*BAGIAN TEKS:*

Para perwira Angkatan Darat tersebut disiksa dan dibunuh yang kemudian dimasukkan ke dalam satu sumur tua di Lubang Buaya yang terletak di sebelah selatan Pangkalan Udara Utama Halim Perdanakusuma, Jakarta.

Enam Jenderal korban PKI dari TNI Angkatan Darat tersebut adalah sebagai berikut:

  1. Letnan Jenderal Ahmad Yani (Menteri/Panglima Angkatan Darat atau Men/Pangad).
  2. Mayor Jenderal R. Suprapto (Deputy II Pangad).
  3. Mayor Jenderal Haryono Mas Tirtodarmo (Deputy III Pangad).
  4. Mayor Jenderal Suwondo Parman (Asisten I Pangad).
  5. Brigadir Jenderal Donald Izacus Panjaitan (Asisten IV Pangad).
  6. Brigadir Jenderal Sutoyo Siswomiharjo (Inspektur Kehakiman/Oditur).

Ketika terjadinya penculikan para perwira Angkatan Darat, Jenderal A.H. Nasution yang juga menjadi target penculikan berhasil menyelamatkan diri setelah kakinya tertembak. Namun putrinya yang bernama Ade Irma Suryani menjadi korban sasaran tembak dan kemudian gugur.

Ajudan Jenderal A.H. Nasution yang bernama Letnan Satu Pierre Andreas Tendean juga menjadi korban. Sedangkan Pembantu Letnan Polisi Karel Satsuit Tubun gugur pada saat melakukan perlawanan terhadap gerombolan yang berusaha menculik Jenderal A.H. Nasution.

Penculikan dan pembunuhan serupa juga terjadi di Jogjakarta dan menimbulkan korban Komando Resimen 072 Pamungkas Kolonel Katamso serta kepala Staf Korem 072 Pamungkas Letkol Sugiyono. Keduanya dibunuh dengan kejam di Kentungan, daerah markas suatu batalion yang dikuasai oleh perwira komunis.

Silahkan baca referensi lain artikel PKI: Proses terjadinya peristiwa G.30.S/PKI

Penumpasan PKI

Setelah menerima laporan terjadinya penculikan para pemimpin TNI Angkatan Darat, Mayor Jenderal Soeharto sebagai panglima Kostrad (Komando Strategi Angkatan Darat), segera mengambil langkah-langkah untuk memulihkan keamanan di ibu kota. Langkah-langkah tersebut yaitu dengan menyelamatkan dua obyek vital, yaitu gedung RRI dan pusat telekomunikasi.

*TUJUAN TUGAS:*
Jawablah pertanyaan berikut berdasarkan teks tentang korban dan penumpasan G.30.S/PKI di atas.
1. Di mana letak sumur tua tempat jasad para perwira Angkatan Darat dimasukkan?
2. Siapa nama putri Jenderal A.H. Nasution yang gugur menjadi korban sasaran tembak?
3. Dua obyek vital apa yang diselamatkan untuk memulihkan keamanan di ibu kota?

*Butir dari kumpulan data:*

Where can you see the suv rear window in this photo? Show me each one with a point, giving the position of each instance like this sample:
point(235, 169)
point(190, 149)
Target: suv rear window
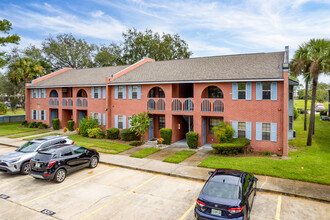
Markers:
point(222, 190)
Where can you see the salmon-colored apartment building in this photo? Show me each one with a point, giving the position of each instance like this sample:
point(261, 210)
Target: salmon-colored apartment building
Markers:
point(251, 91)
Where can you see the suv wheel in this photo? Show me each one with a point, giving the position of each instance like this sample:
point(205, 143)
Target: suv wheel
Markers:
point(25, 168)
point(60, 176)
point(93, 162)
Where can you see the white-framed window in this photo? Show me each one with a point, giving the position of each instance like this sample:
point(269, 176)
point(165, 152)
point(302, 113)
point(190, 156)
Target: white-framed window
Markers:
point(266, 90)
point(134, 92)
point(241, 90)
point(120, 92)
point(212, 123)
point(266, 131)
point(96, 93)
point(120, 122)
point(290, 123)
point(241, 129)
point(161, 122)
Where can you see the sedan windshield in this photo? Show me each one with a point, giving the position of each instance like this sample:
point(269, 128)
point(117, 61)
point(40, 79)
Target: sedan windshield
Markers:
point(222, 190)
point(28, 147)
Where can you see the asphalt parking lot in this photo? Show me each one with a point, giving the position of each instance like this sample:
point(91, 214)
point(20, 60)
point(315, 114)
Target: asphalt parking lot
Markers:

*JAWABAN TUGAS:*
1. Sumur tua itu berada di Lubang Buaya, di sebelah selatan Pangkalan Udara Utama Halim Perdanakusuma, Jakarta.
2. Putrinya bernama Ade Irma Suryani.
3. Kedua obyek vital itu adalah gedung RRI dan pusat telekomunikasi.